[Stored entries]
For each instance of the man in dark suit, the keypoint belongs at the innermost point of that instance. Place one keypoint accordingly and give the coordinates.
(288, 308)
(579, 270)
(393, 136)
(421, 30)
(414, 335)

(What you are asked to do):
Return all of the data word for word.

(Solution to this exercise):
For each instance of the man in dark suit, the keypoint belongs at the innermost point of that instance. Place one keypoint accordingly and give the coordinates.
(288, 308)
(579, 270)
(393, 136)
(421, 30)
(414, 335)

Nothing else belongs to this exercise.